(Entries taken from a collection)
◇ ◇ ◇ ◇ ◇

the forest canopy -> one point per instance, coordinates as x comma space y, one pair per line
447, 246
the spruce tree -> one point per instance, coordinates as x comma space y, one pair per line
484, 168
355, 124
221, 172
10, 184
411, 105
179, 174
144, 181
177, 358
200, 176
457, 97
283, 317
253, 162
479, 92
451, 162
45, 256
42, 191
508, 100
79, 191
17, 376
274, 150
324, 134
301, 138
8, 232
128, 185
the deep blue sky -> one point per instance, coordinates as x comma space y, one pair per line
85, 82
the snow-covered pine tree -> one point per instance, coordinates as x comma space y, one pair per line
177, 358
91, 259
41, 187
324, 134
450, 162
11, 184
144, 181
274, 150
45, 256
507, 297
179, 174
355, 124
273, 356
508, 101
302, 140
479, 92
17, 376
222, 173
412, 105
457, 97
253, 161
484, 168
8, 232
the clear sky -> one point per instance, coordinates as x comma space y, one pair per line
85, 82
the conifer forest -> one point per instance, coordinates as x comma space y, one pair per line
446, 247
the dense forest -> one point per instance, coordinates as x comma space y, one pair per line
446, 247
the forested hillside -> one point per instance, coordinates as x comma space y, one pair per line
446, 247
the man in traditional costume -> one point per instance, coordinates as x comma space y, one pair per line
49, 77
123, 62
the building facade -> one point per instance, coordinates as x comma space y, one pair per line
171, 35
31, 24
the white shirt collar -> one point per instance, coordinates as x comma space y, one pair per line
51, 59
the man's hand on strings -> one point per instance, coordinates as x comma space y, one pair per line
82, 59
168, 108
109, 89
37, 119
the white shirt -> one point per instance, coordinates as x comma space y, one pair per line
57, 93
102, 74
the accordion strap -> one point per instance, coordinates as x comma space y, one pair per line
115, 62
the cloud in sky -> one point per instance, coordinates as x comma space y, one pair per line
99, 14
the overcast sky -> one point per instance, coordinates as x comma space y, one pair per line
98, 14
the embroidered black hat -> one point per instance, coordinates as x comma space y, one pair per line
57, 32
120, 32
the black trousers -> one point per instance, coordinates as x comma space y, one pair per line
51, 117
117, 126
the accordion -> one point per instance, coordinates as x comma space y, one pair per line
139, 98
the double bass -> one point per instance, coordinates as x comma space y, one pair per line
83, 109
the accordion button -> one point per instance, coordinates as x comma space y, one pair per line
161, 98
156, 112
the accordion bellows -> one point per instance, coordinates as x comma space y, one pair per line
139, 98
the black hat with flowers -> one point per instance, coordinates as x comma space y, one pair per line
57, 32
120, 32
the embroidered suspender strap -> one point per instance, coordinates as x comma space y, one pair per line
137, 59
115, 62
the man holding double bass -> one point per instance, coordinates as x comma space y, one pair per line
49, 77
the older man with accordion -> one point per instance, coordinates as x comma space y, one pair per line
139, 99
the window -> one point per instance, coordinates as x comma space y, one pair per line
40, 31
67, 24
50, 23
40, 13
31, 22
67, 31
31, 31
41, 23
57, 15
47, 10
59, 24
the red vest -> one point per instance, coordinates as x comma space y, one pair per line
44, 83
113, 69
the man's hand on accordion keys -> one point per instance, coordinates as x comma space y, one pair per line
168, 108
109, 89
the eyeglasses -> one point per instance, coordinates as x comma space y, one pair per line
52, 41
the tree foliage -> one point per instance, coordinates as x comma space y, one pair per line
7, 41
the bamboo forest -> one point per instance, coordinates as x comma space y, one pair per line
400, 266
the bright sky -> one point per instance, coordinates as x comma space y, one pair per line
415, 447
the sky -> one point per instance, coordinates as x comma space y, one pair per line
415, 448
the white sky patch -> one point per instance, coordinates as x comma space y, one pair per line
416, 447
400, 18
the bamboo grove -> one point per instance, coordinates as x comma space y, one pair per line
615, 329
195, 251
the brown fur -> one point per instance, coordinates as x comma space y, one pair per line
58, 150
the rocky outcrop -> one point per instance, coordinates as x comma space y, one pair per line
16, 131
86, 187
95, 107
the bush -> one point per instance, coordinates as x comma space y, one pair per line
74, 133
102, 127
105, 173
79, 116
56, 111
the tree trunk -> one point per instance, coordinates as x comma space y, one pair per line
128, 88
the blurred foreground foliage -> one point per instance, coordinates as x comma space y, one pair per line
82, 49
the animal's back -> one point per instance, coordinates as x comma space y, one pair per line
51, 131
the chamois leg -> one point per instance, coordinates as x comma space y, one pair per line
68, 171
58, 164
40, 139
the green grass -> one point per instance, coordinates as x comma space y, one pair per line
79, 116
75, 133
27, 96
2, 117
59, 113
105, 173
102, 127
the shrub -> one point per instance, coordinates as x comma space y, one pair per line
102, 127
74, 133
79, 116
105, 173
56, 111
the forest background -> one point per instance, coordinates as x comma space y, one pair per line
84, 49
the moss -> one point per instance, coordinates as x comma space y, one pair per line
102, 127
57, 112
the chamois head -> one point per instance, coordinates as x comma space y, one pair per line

◇ ◇ ◇ ◇ ◇

### Exercise task
Copy out every line of the data above, exactly as given.

### Problem solution
the forest canopy -> one point per instance, coordinates as x comma space y, one pair per line
447, 246
the spruce tree -> one point per instance, coordinates as x comma space y, one pair per line
484, 168
355, 124
221, 172
10, 184
411, 105
179, 174
144, 181
177, 358
200, 176
457, 97
283, 317
253, 162
479, 92
451, 162
45, 256
42, 191
508, 100
79, 191
17, 376
274, 150
324, 134
301, 138
8, 232
128, 185
the deep blue sky -> one point per instance, coordinates as x comma space y, one pair per line
85, 82
the snow-covered pine tree -> one point per instance, coordinates as x comma space y, one pair per line
177, 358
91, 259
41, 187
324, 134
450, 162
11, 184
144, 181
274, 150
45, 256
507, 297
179, 174
355, 124
273, 356
508, 101
302, 140
479, 92
17, 376
222, 173
412, 105
457, 97
253, 161
484, 168
8, 232
the clear sky -> one point per instance, coordinates as x comma space y, one pair per line
85, 82
the conifer forest -> one point per instance, coordinates as x comma space y, one pair per line
446, 247
the dense forest -> one point per instance, coordinates as x comma space y, one pair per line
446, 247
the forested hillside -> one point per instance, coordinates as x comma space y, one pair per line
446, 247
the man in traditional costume -> one point per instance, coordinates as x comma space y, one pair per line
49, 77
123, 62
the building facade -> one point per instance, coordinates as x comma space y, one pair per line
171, 35
31, 24
the white shirt collar -> one point per instance, coordinates as x comma space y, one pair per line
51, 59
the man's hand on strings -> one point per instance, coordinates as x comma space y, one pair per line
82, 59
168, 108
109, 89
37, 119
the white shirt -> one point per instance, coordinates as x comma space y, one pair per line
57, 93
102, 74
the accordion strap -> one point per instance, coordinates as x comma space y, one pair per line
115, 62
the cloud in sky -> one point per instance, coordinates as x comma space y, one pair per line
99, 14
the overcast sky -> one point per instance, coordinates as x comma space y, one pair per line
98, 14
the embroidered black hat -> one point per instance, coordinates as x comma space y, one pair per line
57, 32
120, 32
the black trousers -> one point per instance, coordinates as x comma space y, one pair per line
51, 117
117, 126
the accordion -> one point per instance, coordinates as x comma space y, one pair per line
139, 98
the double bass -> one point per instance, coordinates as x comma space y, one pair per line
83, 109
the accordion button -> one point per instance, coordinates as x comma space y, one pair per line
161, 98
156, 112
the accordion bellows -> one point per instance, coordinates as x comma space y, one pair per line
139, 98
the black hat with flowers -> one point per instance, coordinates as x comma space y, one pair per line
57, 32
120, 32
the embroidered suspender strap -> one point per instance, coordinates as x comma space y, one pair per line
137, 59
115, 62
the man holding double bass -> one point per instance, coordinates as x comma space y, one pair per line
49, 77
the older man with accordion -> one point per instance, coordinates as x comma space y, one pair per line
139, 99
the window -> one point per instance, coordinates as x comma space y, one pair per line
40, 31
67, 24
50, 23
40, 13
31, 22
67, 31
31, 31
41, 23
57, 15
47, 10
59, 24
the red vest -> one point per instance, coordinates as x comma space y, one pair per line
44, 83
113, 69
the man's hand on accordion keys -> one point per instance, coordinates as x comma space y, one pair per line
168, 108
109, 89
the eyeglasses -> one point per instance, coordinates as x comma space y, one pair per line
52, 41
the tree foliage -> one point per instance, coordinates as x comma space y, one pair per line
7, 41
the bamboo forest -> one point per instance, coordinates as x comma space y, one pair per line
400, 266
the bright sky -> one point per instance, coordinates as x comma space y, one pair per line
415, 447
the sky -> one point per instance, coordinates as x comma space y, one pair per line
415, 448
the white sky patch -> one point per instance, coordinates as x comma space y, one pair per line
416, 447
400, 18
the bamboo grove -> one point per instance, coordinates as x comma space y, one pair per line
615, 329
195, 251
the brown fur -> one point per instance, coordinates as x comma space y, one pair per line
58, 150
the rocky outcrop -> one point per instance, coordinates as x comma space y, one pair per line
16, 131
86, 187
95, 107
the bush -> one point per instance, coordinates as x comma space y, one pair per line
74, 133
102, 127
105, 173
79, 116
56, 111
the tree trunk -> one point per instance, coordinates as x comma space y, one pair per line
128, 88
the blurred foreground foliage -> one point per instance, coordinates as x comma space y, one pair per line
82, 49
the animal's back -> one point per instance, coordinates as x comma space y, one pair per line
51, 131
the chamois leg -> one point per instance, coordinates as x comma space y, one pair per line
68, 171
58, 164
40, 139
the green grass -> one point per instance, coordinates as x comma space y, one pair per line
79, 116
75, 133
27, 96
2, 117
59, 113
105, 173
102, 127
the shrub -> one point per instance, coordinates as x comma space y, one pair per line
102, 127
74, 133
79, 116
105, 173
56, 111
the forest background -> one point per instance, coordinates as x comma space y, one pair per line
84, 49
the moss -> one point per instance, coordinates as x comma space y, one pair per line
102, 127
57, 112
the chamois head -> one point per instance, coordinates as x comma space y, one pair per line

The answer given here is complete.